Pero de todas las “visitas” que tuvimos,
mi más amigo fue João. Como todos los demás, él tenía una deriva bien
trajinada, con aprendizajes y culturas que se le iban sumando como pieles a la
piel. No podría decir cuánto tiempo estuvo con nosotros, en todo caso el
suficiente para adoptar el "Rechiflao en mi tristeza" de Mano a mano, o para regalarme lecturas
exquisitas para esos años -y también para éstos-. João me introdujo en el mundo
de Lucky Lucke y su sátira mordaz de lejano oeste de los pistoleros y los sheriffs,
mis antiguos héroes de los tiempos idos. A cambio de este derrumbe mitológico,
su temprana vocación paterna y su facilidad didáctica me alzaron hasta las
Galias irredentas de Asterix y Obelix. Cuadro a cuadro, João me hacía comprender
-y sentir- la historia desde el lado de los resistentes y, con esas
herramientas, podía vislumbrar que la ironía es capaz, incluso, de desarmar al
mayor de los imperios. Descubrí el placer que existe en la inteligencia, pues
hasta allí me levó la cariñosa pedagogía de João, mi amigo brasilero.
Con quien, claro, jugábamos al fútbol. La
sala era grande, al menos lo suficiente como para poner dos sillas como arcos y
tener un par de metros para intentar unas gambetas. Que nunca me salieron,
porque fueron proverbiales las palizas y goleadas que me pegaba con su
habilidad carioca. Al final de uno de esos partidos, João me dijo que se le
abría la oportunidad de volver a su país y que debía irse. Me lo explicó
serenamente y me preguntó si lo iba a echar de menos. No me animé a decirle que
no sabía el significado de la expresión “echar de menos”, y entonces le dije
que no. Se sorprendió mucho con mi respuesta, y me repitió la pregunta.
Comprendí que me había mandado un macanón, pero mantuve la negativa acaso
porque estaba muy enojado con él debido a su partida. Sentí que lo
desilusionaba, pero seguí jugando a la pelota como si nada. Y me lo reproché
todos estos años.
Como con tantos otros compañeros y
militantes, a João también le perdimos el rastro. Viajé varias veces a Brasil y
siempre pensé en buscarlo, pero sin más datos que su nombre, era una tarea poco
menos que imposible. Todo parecía destinado al desencuentro, hasta que João me
ubicó a mí:
Carlos, no me sale de la memoria viejos tangos de Gardel,
himnos y slogans de la lucha de los años 70 en Argentina. Es que mismo pasado
tantos años (cuasi 40) tengo voluntad de volver a Argentina aún que sea
por un día, únicamente para reverlos, o para rever lo que ha restado de mis
viejos amigos que un día dejé para atrás. Pero por hora me contento con poder
contactarlos y saber de Uds.

__Ejercicio escrito 1__.
Selecciona y copia todas las líneas de los registros de abajo que contengan la palabra "birdhouse". Ten en cuenta mayúsculas y minúsculas.

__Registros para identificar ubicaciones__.
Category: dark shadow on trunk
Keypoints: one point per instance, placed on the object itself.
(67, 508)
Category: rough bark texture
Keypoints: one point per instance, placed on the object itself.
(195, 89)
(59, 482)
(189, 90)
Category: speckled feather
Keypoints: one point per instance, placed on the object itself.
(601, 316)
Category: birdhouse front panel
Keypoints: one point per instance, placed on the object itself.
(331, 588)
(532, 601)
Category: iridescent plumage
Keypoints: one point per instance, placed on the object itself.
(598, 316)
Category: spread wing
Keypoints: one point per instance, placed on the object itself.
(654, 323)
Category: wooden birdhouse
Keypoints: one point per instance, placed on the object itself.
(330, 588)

---

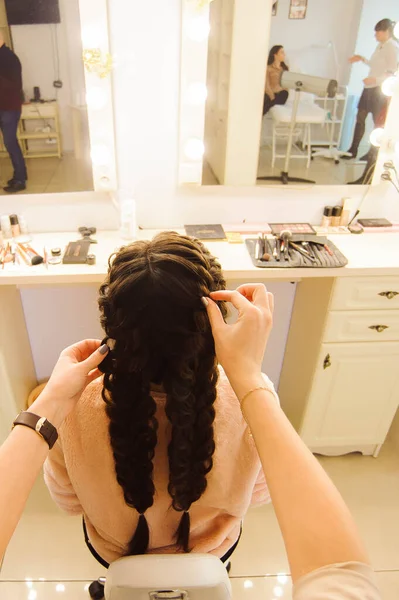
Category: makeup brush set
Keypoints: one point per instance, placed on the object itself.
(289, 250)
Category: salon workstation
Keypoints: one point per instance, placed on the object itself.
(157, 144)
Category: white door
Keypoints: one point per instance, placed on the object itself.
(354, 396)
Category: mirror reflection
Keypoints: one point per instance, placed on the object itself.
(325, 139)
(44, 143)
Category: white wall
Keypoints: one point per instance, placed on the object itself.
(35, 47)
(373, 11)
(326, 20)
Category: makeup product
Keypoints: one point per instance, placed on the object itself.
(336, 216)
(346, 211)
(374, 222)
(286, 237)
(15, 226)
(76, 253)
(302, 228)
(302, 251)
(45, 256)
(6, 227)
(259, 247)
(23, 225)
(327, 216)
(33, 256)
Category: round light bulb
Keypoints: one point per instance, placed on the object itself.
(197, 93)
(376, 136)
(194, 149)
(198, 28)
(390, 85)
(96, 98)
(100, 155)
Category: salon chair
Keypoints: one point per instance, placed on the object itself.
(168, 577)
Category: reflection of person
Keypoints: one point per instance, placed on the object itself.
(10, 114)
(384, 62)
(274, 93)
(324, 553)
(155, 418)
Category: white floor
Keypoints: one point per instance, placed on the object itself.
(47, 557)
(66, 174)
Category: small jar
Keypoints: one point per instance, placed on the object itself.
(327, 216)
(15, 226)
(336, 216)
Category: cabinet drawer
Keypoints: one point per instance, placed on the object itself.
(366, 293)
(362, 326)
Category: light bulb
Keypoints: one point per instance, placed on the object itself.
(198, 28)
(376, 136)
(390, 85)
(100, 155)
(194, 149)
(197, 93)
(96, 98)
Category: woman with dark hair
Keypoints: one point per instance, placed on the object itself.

__Ejercicio escrito 2__.
Responde estas preguntas sobre el fragmento:
(a) ¿De qué país era João?
(b) ¿Qué ponían en la sala como arcos para jugar al fútbol?
(c) Según João, ¿cuántos años habían pasado aproximadamente?

__Resultado 1__.
Category: birdhouse front panel
Category: wooden birdhouse

__Resultado 2__.
(a) De Brasil.
(b) Dos sillas.
(c) Casi 40.